## Exercise requirements
All lines in the records below with the word "after" must be returned.

Stored records:
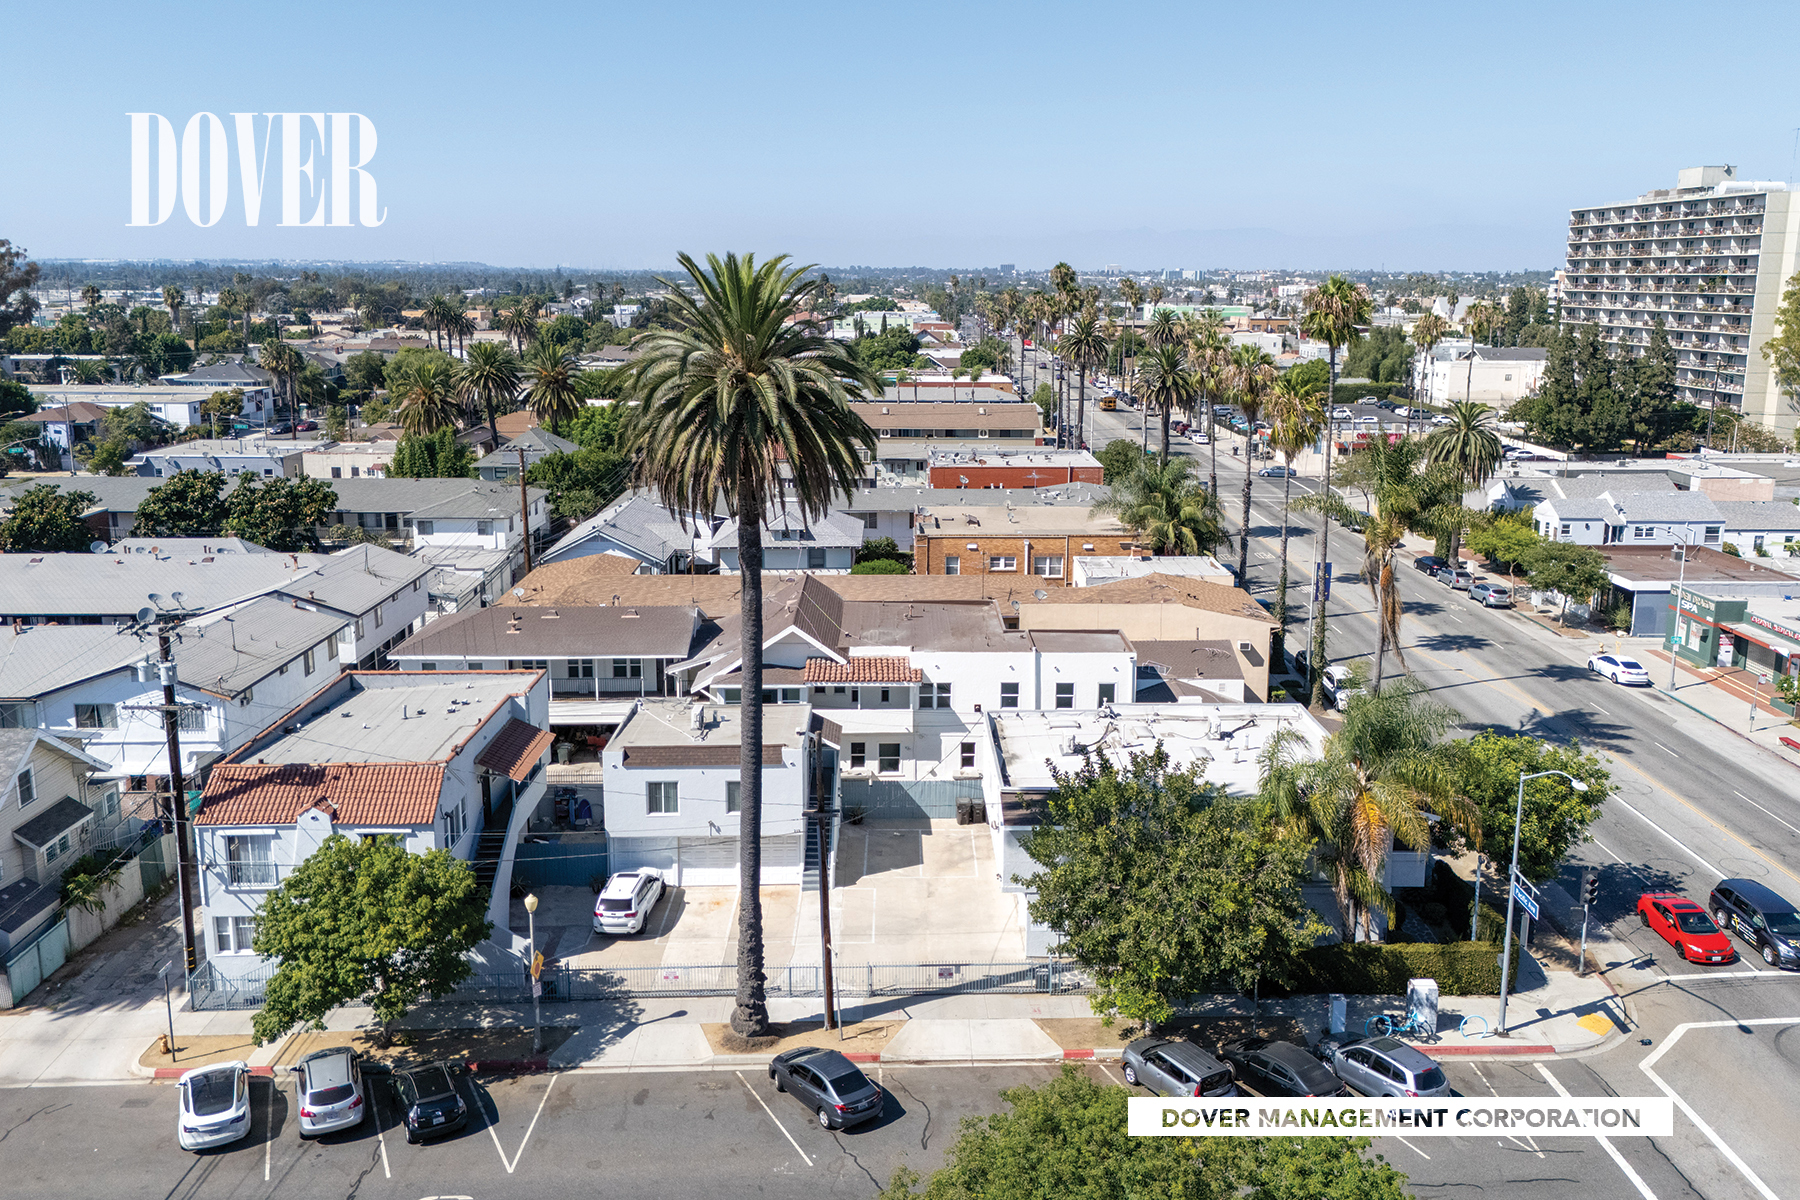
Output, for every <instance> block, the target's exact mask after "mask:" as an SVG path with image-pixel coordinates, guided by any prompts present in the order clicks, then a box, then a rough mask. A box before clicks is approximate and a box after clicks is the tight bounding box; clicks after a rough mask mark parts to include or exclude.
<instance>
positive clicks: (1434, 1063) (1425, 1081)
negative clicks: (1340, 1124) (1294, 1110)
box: [1332, 1038, 1451, 1096]
mask: <svg viewBox="0 0 1800 1200" xmlns="http://www.w3.org/2000/svg"><path fill="white" fill-rule="evenodd" d="M1332 1070H1336V1072H1337V1078H1339V1079H1343V1081H1345V1083H1348V1085H1350V1087H1354V1088H1355V1090H1359V1092H1363V1094H1364V1096H1449V1094H1451V1083H1449V1079H1445V1078H1444V1069H1442V1067H1438V1063H1436V1060H1435V1058H1431V1056H1429V1054H1426V1052H1424V1051H1420V1049H1417V1047H1411V1045H1408V1043H1406V1042H1400V1040H1399V1038H1366V1040H1363V1042H1352V1043H1348V1045H1341V1047H1337V1051H1336V1052H1334V1054H1332Z"/></svg>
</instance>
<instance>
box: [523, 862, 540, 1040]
mask: <svg viewBox="0 0 1800 1200" xmlns="http://www.w3.org/2000/svg"><path fill="white" fill-rule="evenodd" d="M536 912H538V894H536V892H531V894H529V896H526V930H527V934H526V939H527V941H529V943H531V950H529V954H531V957H529V959H527V961H529V963H531V1052H533V1054H542V1052H544V1009H542V995H544V981H542V979H538V918H536Z"/></svg>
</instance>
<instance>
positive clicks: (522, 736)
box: [475, 716, 554, 783]
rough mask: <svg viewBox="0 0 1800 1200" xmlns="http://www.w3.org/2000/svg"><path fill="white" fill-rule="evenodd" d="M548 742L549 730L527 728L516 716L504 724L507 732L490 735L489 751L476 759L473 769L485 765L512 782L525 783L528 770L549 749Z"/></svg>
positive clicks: (549, 736)
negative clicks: (506, 722) (509, 779)
mask: <svg viewBox="0 0 1800 1200" xmlns="http://www.w3.org/2000/svg"><path fill="white" fill-rule="evenodd" d="M551 741H554V738H553V736H551V730H547V729H538V727H536V725H526V723H524V721H520V720H518V718H517V716H515V718H513V720H509V721H508V723H506V729H502V730H500V732H497V734H495V736H493V741H490V743H488V748H486V750H482V752H481V754H477V756H475V766H486V768H488V770H497V772H500V774H502V775H506V777H508V779H511V781H513V783H524V781H526V775H529V774H531V768H533V766H536V765H538V759H540V757H544V752H545V750H549V747H551Z"/></svg>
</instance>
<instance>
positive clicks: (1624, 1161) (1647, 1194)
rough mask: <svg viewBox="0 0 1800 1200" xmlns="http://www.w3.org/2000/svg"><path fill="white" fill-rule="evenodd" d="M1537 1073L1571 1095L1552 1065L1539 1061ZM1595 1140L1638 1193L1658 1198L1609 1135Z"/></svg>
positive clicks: (1594, 1140) (1653, 1197) (1561, 1089)
mask: <svg viewBox="0 0 1800 1200" xmlns="http://www.w3.org/2000/svg"><path fill="white" fill-rule="evenodd" d="M1537 1074H1541V1076H1544V1083H1548V1085H1550V1087H1552V1088H1555V1092H1557V1096H1561V1097H1562V1099H1568V1097H1570V1090H1568V1088H1566V1087H1562V1085H1561V1083H1559V1081H1557V1078H1555V1076H1553V1074H1550V1067H1544V1065H1543V1063H1537ZM1593 1141H1597V1142H1600V1150H1604V1151H1606V1153H1607V1157H1609V1159H1613V1162H1616V1164H1618V1169H1620V1171H1624V1173H1625V1178H1629V1180H1631V1186H1633V1187H1636V1189H1638V1195H1640V1196H1643V1200H1656V1193H1654V1191H1651V1186H1649V1184H1645V1182H1643V1177H1642V1175H1638V1173H1636V1171H1634V1169H1631V1164H1629V1162H1625V1155H1622V1153H1618V1146H1615V1144H1613V1141H1611V1139H1609V1137H1595V1139H1593Z"/></svg>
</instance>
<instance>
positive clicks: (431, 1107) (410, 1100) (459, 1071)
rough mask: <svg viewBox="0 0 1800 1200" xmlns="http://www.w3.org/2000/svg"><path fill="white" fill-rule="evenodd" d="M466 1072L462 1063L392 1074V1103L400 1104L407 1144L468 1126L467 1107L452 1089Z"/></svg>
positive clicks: (403, 1070) (454, 1089)
mask: <svg viewBox="0 0 1800 1200" xmlns="http://www.w3.org/2000/svg"><path fill="white" fill-rule="evenodd" d="M466 1070H468V1069H466V1067H464V1065H463V1063H425V1065H423V1067H407V1069H401V1070H394V1079H392V1083H394V1099H396V1101H398V1103H400V1112H401V1121H403V1123H405V1126H407V1141H409V1142H418V1141H421V1139H425V1137H439V1135H443V1133H455V1132H457V1130H461V1128H463V1126H464V1124H468V1105H466V1103H463V1097H461V1096H459V1094H457V1088H455V1078H457V1076H459V1074H466Z"/></svg>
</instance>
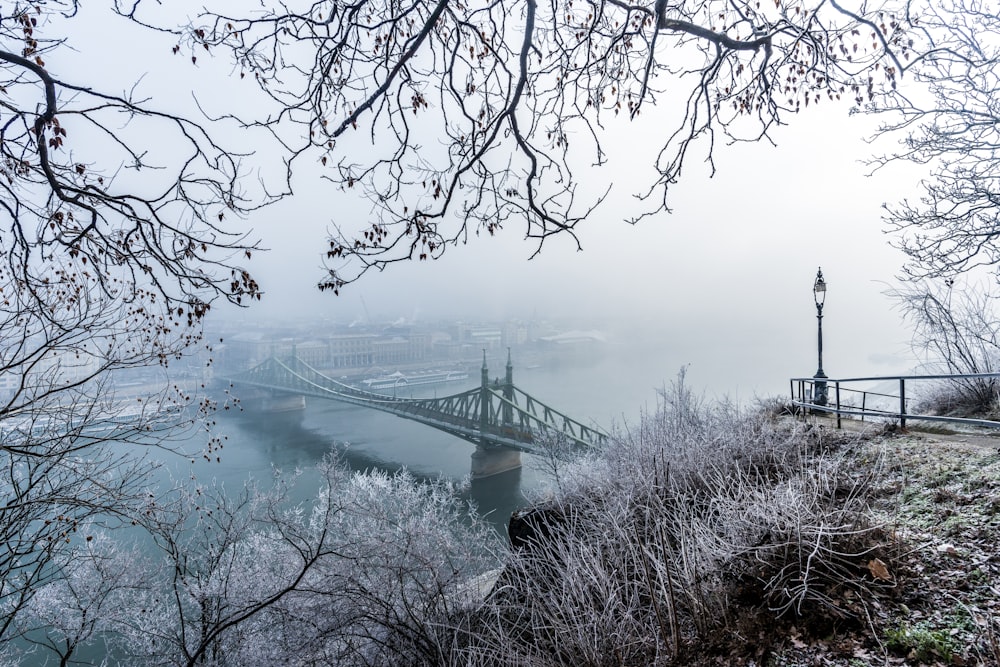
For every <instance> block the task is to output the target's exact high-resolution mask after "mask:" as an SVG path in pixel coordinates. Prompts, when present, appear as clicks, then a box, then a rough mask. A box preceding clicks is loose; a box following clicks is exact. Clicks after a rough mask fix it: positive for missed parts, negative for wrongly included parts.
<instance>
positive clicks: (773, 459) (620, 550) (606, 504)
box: [466, 374, 883, 665]
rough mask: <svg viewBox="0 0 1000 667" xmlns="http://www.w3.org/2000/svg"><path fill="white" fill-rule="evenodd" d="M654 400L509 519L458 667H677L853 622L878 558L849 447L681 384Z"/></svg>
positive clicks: (880, 546)
mask: <svg viewBox="0 0 1000 667" xmlns="http://www.w3.org/2000/svg"><path fill="white" fill-rule="evenodd" d="M661 398H662V400H661V402H660V404H659V406H658V408H657V410H656V412H655V413H653V414H648V415H645V416H644V417H643V418H642V420H641V423H640V424H639V425H638V427H636V428H634V429H631V430H629V431H626V432H622V433H618V434H617V435H616V436H615V437H614V438H613V439H612V442H611V443H610V444H609V446H608V447H607V448H606V449H605V450H604V451H603V452H601V453H600V455H599V456H597V457H594V458H592V459H590V460H587V461H585V462H583V464H582V465H569V466H563V467H562V468H561V470H560V471H559V474H560V482H559V485H558V491H557V492H554V493H552V494H551V495H550V496H549V497H547V498H545V499H537V505H536V509H535V510H533V511H530V512H526V513H523V514H522V516H521V519H520V524H522V525H521V526H520V528H519V530H520V531H521V532H520V535H521V538H520V539H519V540H518V545H517V548H516V549H515V552H514V553H513V554H512V557H511V561H510V562H509V563H508V565H507V568H506V570H505V572H504V574H503V575H502V576H501V579H500V581H499V582H498V585H497V588H496V589H495V591H494V593H493V595H492V596H491V598H490V600H489V603H488V604H487V605H486V606H485V607H484V609H483V610H482V611H481V614H480V617H479V621H480V623H481V625H477V630H479V632H478V633H477V635H476V636H475V637H474V640H475V642H476V645H475V646H474V647H472V648H470V649H469V650H468V651H467V655H466V657H467V659H468V660H469V661H470V662H471V663H472V664H476V663H481V664H532V665H571V664H572V665H604V664H685V658H684V654H685V650H686V648H687V647H690V646H695V645H697V646H700V647H704V646H706V645H711V644H712V643H713V642H716V641H718V639H719V638H720V637H723V636H727V635H728V634H729V633H727V632H720V630H724V629H725V630H730V631H736V632H743V631H748V632H749V631H753V632H756V631H755V630H752V628H748V627H747V626H748V625H751V626H752V625H753V624H754V623H757V624H758V625H761V626H763V625H764V624H769V623H773V622H774V619H775V618H782V617H790V618H795V617H800V620H805V621H807V622H817V623H822V622H824V620H823V619H831V618H840V619H844V618H847V619H850V618H857V617H859V616H862V617H863V614H864V610H863V608H862V607H863V605H864V599H865V597H866V593H867V590H868V589H867V586H868V585H869V584H870V583H871V582H870V579H869V580H868V581H864V580H863V578H862V576H861V574H862V573H863V572H864V567H863V564H864V563H865V562H866V559H868V558H872V557H874V554H875V553H876V551H877V550H878V549H879V548H880V547H882V546H883V545H882V542H881V537H882V535H881V533H880V531H878V530H877V529H875V528H873V527H871V526H870V525H869V524H868V523H867V522H866V520H865V508H866V503H865V497H864V492H865V489H866V486H865V484H866V478H865V476H864V475H858V474H856V473H855V472H854V471H852V470H851V469H850V468H849V467H848V466H845V465H843V464H842V461H841V459H840V458H839V454H838V451H837V450H838V448H842V447H844V446H848V445H849V444H850V443H849V441H847V440H840V439H838V438H836V437H832V436H826V435H824V434H821V433H819V432H817V431H815V430H810V429H808V428H807V427H805V426H804V425H801V424H796V423H794V422H789V423H780V422H776V421H774V420H773V419H772V418H771V417H770V416H769V414H768V413H767V412H765V411H758V410H743V409H740V408H739V407H738V406H735V405H733V404H731V403H728V402H720V403H715V404H707V403H706V402H704V401H703V400H701V399H699V398H698V397H696V396H694V395H693V394H692V393H691V392H690V391H689V390H688V389H687V387H686V386H685V385H684V378H683V374H682V375H681V376H680V377H679V378H678V380H677V382H675V383H674V384H673V385H671V387H670V388H669V389H667V390H665V391H664V392H663V395H662V397H661ZM845 590H851V591H852V594H851V595H848V596H847V598H845V597H844V595H843V592H844V591H845ZM848 598H849V599H850V600H851V602H847V601H846V600H847V599H848ZM802 617H804V618H802ZM480 628H481V629H480Z"/></svg>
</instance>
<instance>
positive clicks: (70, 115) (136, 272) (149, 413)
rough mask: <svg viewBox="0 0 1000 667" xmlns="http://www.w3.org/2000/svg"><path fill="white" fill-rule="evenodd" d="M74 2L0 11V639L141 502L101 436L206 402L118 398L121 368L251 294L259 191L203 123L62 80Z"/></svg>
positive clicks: (167, 357)
mask: <svg viewBox="0 0 1000 667" xmlns="http://www.w3.org/2000/svg"><path fill="white" fill-rule="evenodd" d="M78 9H79V7H78V3H77V2H75V0H39V1H38V2H21V1H20V0H15V1H14V2H10V3H6V4H5V6H4V8H3V10H2V12H0V253H2V259H0V432H2V436H0V471H2V472H0V535H2V538H3V545H4V546H3V549H2V550H0V642H2V641H5V640H7V639H9V638H10V635H11V633H15V634H16V633H17V632H19V630H18V628H19V627H21V626H20V625H19V624H17V623H15V621H16V619H17V616H18V614H19V613H20V612H21V611H22V610H23V609H24V608H25V605H27V604H28V603H30V600H31V597H32V595H33V594H34V592H35V591H37V590H38V588H39V587H41V586H42V585H44V584H45V583H46V582H50V581H52V580H54V579H56V578H58V577H60V576H61V573H62V572H63V571H64V570H63V569H62V568H63V567H64V566H65V565H66V557H67V554H68V553H69V552H70V550H71V549H73V548H75V543H76V541H79V540H82V539H83V536H82V535H80V534H79V533H78V529H79V526H81V525H84V524H86V523H87V522H88V521H96V520H98V519H100V520H102V521H104V522H105V525H110V524H114V523H116V522H120V521H123V520H127V519H128V517H129V516H131V514H132V512H133V510H134V507H135V505H136V503H137V502H139V500H140V499H141V494H140V492H139V491H140V488H141V486H142V484H143V479H144V476H145V474H146V472H147V471H148V469H149V465H148V464H144V463H142V462H141V461H140V460H138V459H135V460H133V459H123V458H122V457H121V456H120V452H117V451H115V450H113V449H111V448H109V446H108V443H111V442H123V441H124V442H137V443H143V444H156V443H160V444H162V443H163V440H162V439H161V438H160V436H159V435H158V434H157V431H156V429H157V428H158V426H159V424H160V421H161V419H162V418H163V417H164V408H165V407H167V406H168V404H173V405H175V406H184V405H188V404H189V403H192V402H194V403H195V407H196V408H207V407H209V406H208V405H207V404H206V403H203V402H199V401H200V399H199V397H197V396H196V395H194V394H193V393H192V392H191V390H190V388H185V387H175V388H171V389H159V388H154V389H152V390H151V391H150V395H146V396H143V395H140V396H130V397H128V398H129V400H130V404H128V405H126V404H125V403H124V398H125V397H123V396H122V395H120V394H118V393H116V391H115V386H114V381H113V373H114V372H115V371H119V370H122V369H129V368H136V367H140V366H147V365H154V366H156V365H157V364H159V365H161V366H164V367H165V366H166V364H167V363H168V362H169V361H171V360H173V359H176V358H177V357H179V356H180V355H182V354H185V353H186V352H188V351H191V350H193V349H194V348H196V347H197V346H198V345H199V344H200V338H201V337H200V322H201V319H202V318H203V317H204V316H205V314H206V313H207V312H208V310H209V308H210V306H211V303H212V302H213V300H215V299H217V298H220V297H221V298H225V299H229V300H231V301H234V302H238V303H239V302H246V301H248V300H249V299H253V298H257V297H258V296H259V294H260V290H259V286H258V285H257V283H256V282H255V280H254V279H253V278H252V277H251V275H250V274H249V273H248V272H247V271H246V270H245V269H244V268H242V266H241V265H240V262H241V261H244V260H246V258H247V257H248V256H249V254H250V253H251V251H252V250H253V249H254V244H253V243H252V242H251V241H249V240H248V239H247V238H246V236H245V233H244V231H243V230H241V229H239V227H235V226H233V225H234V223H235V224H237V225H239V224H241V223H240V221H239V220H238V217H239V216H240V215H241V214H242V213H245V212H247V211H249V210H251V209H253V208H255V207H256V206H258V205H263V204H265V203H267V201H269V197H268V196H267V195H259V194H254V193H253V191H252V189H249V188H248V187H247V186H246V185H245V184H244V183H243V181H242V180H241V177H242V175H243V174H242V173H241V166H240V160H241V157H240V156H239V155H238V154H236V153H233V152H229V151H227V150H226V149H225V148H223V147H222V146H221V145H220V144H218V143H217V142H216V141H215V140H213V139H212V138H211V137H210V136H209V135H208V133H207V132H206V131H205V129H204V128H203V127H202V126H201V125H199V124H198V123H197V122H193V121H191V120H188V119H186V118H184V117H182V116H179V115H175V114H172V113H166V112H163V111H160V110H157V108H155V107H154V106H153V104H152V103H151V102H150V101H149V100H147V99H142V98H140V97H138V94H137V93H136V92H135V89H133V91H132V92H131V93H113V92H108V91H102V90H100V89H98V88H96V87H94V86H93V85H92V82H91V81H74V80H70V79H69V78H66V77H63V76H60V74H59V71H60V70H61V69H62V70H66V69H69V67H68V64H69V60H70V59H76V58H78V56H77V55H76V54H75V53H74V52H73V51H72V50H71V49H70V48H69V47H68V45H67V43H66V35H67V34H68V33H69V31H70V30H71V29H72V26H73V21H75V20H76V18H77V17H76V14H77V10H78ZM120 23H121V24H122V25H129V24H128V23H127V22H125V21H120ZM153 137H155V139H156V141H155V142H154V141H151V138H153ZM160 142H163V143H160ZM157 146H161V147H162V146H168V147H169V150H166V151H163V150H160V151H158V150H156V147H157Z"/></svg>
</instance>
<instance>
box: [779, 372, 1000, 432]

## Completed task
Output, for every <instance> block, the target's exact mask after "mask:" as an SVG path with image-pixel coordinates, guided by any prompts present in the order clicks, then a box, then a rough mask. A box before clicks is approximate and a box after clicks is the tight bounding box; clicks after a rough mask mark parts to include or exclude.
For every <instance> block the task is to output the target's exact high-resolution mask after "mask:" as an SVG path in pixel coordinates. Prompts, when present, appear as clicks, then a box, then a rough mask. A box preceding clicks is loose; a box following clicks is exact. Clicks after a rough mask fix it: positive for missed parts, negative for wrongly included parts.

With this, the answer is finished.